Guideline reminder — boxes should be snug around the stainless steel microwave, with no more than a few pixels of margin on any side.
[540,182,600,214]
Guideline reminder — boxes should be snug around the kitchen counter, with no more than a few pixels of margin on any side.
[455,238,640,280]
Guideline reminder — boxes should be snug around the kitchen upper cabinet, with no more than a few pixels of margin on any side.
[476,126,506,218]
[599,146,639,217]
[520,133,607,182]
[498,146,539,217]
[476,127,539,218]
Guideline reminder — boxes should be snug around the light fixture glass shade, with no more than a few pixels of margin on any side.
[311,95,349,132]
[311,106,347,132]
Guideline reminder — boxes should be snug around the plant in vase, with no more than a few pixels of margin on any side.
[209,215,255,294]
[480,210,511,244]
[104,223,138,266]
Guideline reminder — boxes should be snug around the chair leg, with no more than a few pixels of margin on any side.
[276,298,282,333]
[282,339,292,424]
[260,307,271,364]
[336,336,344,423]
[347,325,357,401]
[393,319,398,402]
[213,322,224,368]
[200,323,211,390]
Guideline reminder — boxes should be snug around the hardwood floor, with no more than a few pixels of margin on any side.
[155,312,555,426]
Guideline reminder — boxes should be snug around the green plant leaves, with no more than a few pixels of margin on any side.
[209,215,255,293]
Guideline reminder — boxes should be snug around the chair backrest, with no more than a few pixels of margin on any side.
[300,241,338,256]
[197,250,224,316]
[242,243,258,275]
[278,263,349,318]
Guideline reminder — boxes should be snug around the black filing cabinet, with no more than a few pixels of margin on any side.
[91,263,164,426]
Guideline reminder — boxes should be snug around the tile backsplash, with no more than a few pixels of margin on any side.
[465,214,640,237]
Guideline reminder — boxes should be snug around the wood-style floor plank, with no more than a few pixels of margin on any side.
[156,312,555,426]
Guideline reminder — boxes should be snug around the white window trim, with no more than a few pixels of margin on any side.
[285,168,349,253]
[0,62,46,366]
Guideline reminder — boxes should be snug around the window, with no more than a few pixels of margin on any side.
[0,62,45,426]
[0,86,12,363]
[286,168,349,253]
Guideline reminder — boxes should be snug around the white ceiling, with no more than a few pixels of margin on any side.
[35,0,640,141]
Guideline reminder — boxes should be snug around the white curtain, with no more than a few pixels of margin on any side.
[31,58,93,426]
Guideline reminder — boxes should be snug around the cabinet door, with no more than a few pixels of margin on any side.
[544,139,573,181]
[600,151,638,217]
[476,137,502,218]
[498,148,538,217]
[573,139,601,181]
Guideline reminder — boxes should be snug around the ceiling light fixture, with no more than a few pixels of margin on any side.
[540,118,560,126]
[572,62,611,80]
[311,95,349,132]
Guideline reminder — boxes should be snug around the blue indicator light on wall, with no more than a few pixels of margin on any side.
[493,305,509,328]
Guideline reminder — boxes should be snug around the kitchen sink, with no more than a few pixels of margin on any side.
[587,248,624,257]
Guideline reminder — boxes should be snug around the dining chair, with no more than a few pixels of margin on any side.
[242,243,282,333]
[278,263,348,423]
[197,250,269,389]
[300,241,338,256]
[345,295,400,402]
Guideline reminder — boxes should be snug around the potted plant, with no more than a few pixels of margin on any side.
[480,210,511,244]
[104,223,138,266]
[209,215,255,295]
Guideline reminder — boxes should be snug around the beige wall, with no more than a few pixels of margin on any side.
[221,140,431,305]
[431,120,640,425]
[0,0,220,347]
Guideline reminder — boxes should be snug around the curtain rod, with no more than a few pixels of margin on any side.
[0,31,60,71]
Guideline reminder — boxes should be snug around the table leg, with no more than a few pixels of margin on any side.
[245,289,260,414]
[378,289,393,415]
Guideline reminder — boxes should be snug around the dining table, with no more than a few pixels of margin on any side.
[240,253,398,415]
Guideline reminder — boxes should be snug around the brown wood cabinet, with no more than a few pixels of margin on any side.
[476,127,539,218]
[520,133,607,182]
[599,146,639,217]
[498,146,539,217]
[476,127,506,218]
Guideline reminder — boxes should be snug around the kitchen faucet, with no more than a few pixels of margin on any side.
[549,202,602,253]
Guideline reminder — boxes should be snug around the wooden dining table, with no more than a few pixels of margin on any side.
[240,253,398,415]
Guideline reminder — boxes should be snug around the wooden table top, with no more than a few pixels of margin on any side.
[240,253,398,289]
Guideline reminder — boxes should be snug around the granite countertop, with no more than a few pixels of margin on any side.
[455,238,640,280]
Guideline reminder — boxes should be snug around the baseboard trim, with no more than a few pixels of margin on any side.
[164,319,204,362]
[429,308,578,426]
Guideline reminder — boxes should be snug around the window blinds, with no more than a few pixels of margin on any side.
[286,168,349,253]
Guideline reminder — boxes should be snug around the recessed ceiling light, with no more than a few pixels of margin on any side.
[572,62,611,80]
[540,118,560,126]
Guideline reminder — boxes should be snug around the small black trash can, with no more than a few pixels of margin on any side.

* What to produce
Rewrite all the records above, swapping every "snug" for "tight" and leaving everything else unchanged.

* Answer for the task
Guideline reminder — boxes should be tight around the stainless steel microwave, with no more than a few pixels of margin on any side.
[540,182,600,214]
Guideline reminder — boxes should be tight around the kitchen counter, with no more than a few pixels of margin on any side.
[455,238,640,280]
Guideline reminder — boxes should be tight around the kitchen upper cabinet, with no more than a few pixels of margin on any side.
[476,126,506,218]
[599,146,639,217]
[520,133,607,182]
[498,146,539,217]
[476,127,539,218]
Guideline reminder — boxes should be tight around the light fixture glass shade, with no more than a few pixels of margin on any side.
[311,95,349,132]
[311,106,347,132]
Guideline reminder — boxes should be tight around the plant in vase, with no more than a few pixels of margin on any side.
[209,215,255,294]
[480,210,511,244]
[104,223,138,266]
Guideline reminder — boxes should be tight around the chair leg, with no more than a few pixels of margin on any side.
[276,298,282,333]
[282,339,292,424]
[260,307,271,364]
[336,336,344,423]
[347,325,357,401]
[393,319,398,402]
[213,322,224,368]
[200,323,211,390]
Guideline reminder — boxes should be tight around the hardwood floor, with no more than a few pixels of margin on any side.
[155,312,555,426]
Guideline reminder — boxes should be tight around the green plant leaves, with no more than a few pixels of margin on any side.
[209,215,255,293]
Guideline reminder — boxes should be tight around the chair backrest, with no more than a few pixels of margin on any side.
[300,241,338,256]
[197,250,224,316]
[242,243,258,275]
[278,263,349,318]
Guideline reminder — boxes should be tight around the black filing cabinet, with no more than a few pixels of margin on any side.
[91,263,164,426]
Guideline reminder — boxes should be tight around the tile backsplash, with no more than a few pixels of margin on any side.
[465,214,640,237]
Guideline reminder — boxes should be tight around the wood-style floor plank, with no more than a few pixels of margin on any side.
[156,312,555,426]
Guideline reminder — boxes should be tight around the white window trim, with no more than a few pixels of margin on any side.
[285,168,349,253]
[0,62,46,366]
Guideline reminder — boxes should be tight around the window, with no more than a few pixels of margin on any side.
[0,62,45,426]
[0,86,12,363]
[286,168,349,253]
Guideline reminder — boxes should be tight around the white ceiling, with no more than a few pixels of margin on any side.
[35,0,640,141]
Guideline reminder — boxes should be tight around the white curtain, with no more than a few pixels of margin on any side.
[31,58,93,426]
Guideline reminder — boxes should be tight around the cabinet door, with no more than a few pixels of margin on any side.
[544,139,573,181]
[600,151,638,217]
[476,137,502,218]
[498,148,538,217]
[573,139,601,181]
Guideline reminder — boxes should be tight around the ceiling light fixture, with no more than a few pixels of margin on any side.
[540,118,560,126]
[572,62,611,80]
[311,95,349,132]
Guideline reminder — boxes should be tight around the blue indicator light on wall, with no more than a few pixels of margin on any side.
[493,305,509,328]
Guideline reminder — boxes should be tight around the kitchen sink, with no more than a few pixels of margin on any side.
[587,248,624,257]
Guideline reminder — boxes should be tight around the dining chair, with no more than a few pixels of margin on any side.
[242,243,282,333]
[278,263,348,423]
[197,250,269,389]
[300,241,338,256]
[345,295,400,402]
Guideline reminder — boxes should be tight around the potted plant, with no more than a few pixels of margin on any side.
[480,210,511,244]
[104,223,138,266]
[209,215,255,295]
Guideline reminder — boxes should be tight around the beige wall, with no more than a few pixels of margin on any side.
[221,140,431,305]
[431,120,640,425]
[0,0,220,347]
Guideline reminder — boxes should be tight around the curtain rod, with no more than a few pixels of margin on any side.
[0,31,60,71]
Guideline reminder — boxes should be tight around the table leg, with no more than a few pixels of margin on any side.
[245,289,260,414]
[378,289,393,415]
Guideline reminder — boxes should be tight around the dining table, with no more than a few pixels of margin on any side.
[240,253,398,415]
Guideline reminder — boxes should be tight around the brown wood cabinet, with no more than a few pixels of margin on any side.
[476,127,539,218]
[520,133,607,182]
[599,146,639,217]
[498,146,539,217]
[476,127,506,218]
Guideline reminder — boxes should be tight around the kitchen faucet, with no more than a few pixels of margin on any side.
[549,202,602,253]
Guideline reminder — boxes should be tight around the wooden dining table, with no more than a few pixels of margin on any side.
[240,253,398,415]
Guideline reminder — boxes should be tight around the wooden table top, with no more than a few pixels of margin on any side.
[240,253,398,289]
Guideline reminder — boxes should be tight around the granite countertop, with no more than a few pixels of margin on any side.
[455,238,640,280]
Guideline reminder — boxes should be tight around the baseboard trim, with no more than a few pixels of margin on any side.
[164,319,204,362]
[429,308,578,426]
Guideline reminder — boxes should be tight around the window blinds, with no more than a few pixels of margin on any side.
[286,168,349,253]
Guideline reminder — boxes should be tight around the recessed ceiling light, with no more than a few pixels of margin on any side.
[572,62,611,80]
[540,118,560,126]
Guideline reminder — boxes should be tight around the small black trash can, with no more than a few pixels of margin on any side.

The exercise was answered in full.